▶ TASK: Rename "region" to "area" in the material, from its first line up to and including the line with "Mark the region", and change nothing else. Leave out the pictures.
-- BEGIN SUPPLIED RECORDS --
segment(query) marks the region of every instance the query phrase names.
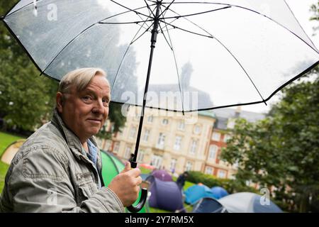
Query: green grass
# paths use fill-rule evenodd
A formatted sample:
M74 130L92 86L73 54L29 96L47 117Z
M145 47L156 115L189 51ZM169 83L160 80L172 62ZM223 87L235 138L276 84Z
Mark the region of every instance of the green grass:
M0 132L0 157L4 150L11 143L22 139L21 136L17 136L6 133ZM0 194L2 192L4 185L4 177L6 177L6 171L9 165L0 161Z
-- END SUPPLIED RECORDS --
▶ FINISHED TASK:
segment(query) marks the area of every instance the query phrase names.
Query: green grass
# paths use fill-rule evenodd
A formatted sample:
M74 130L92 86L73 54L29 96L47 117Z
M145 47L156 115L189 51ZM169 83L160 80L172 62ZM223 87L235 138L276 84Z
Mark the area of every instance of the green grass:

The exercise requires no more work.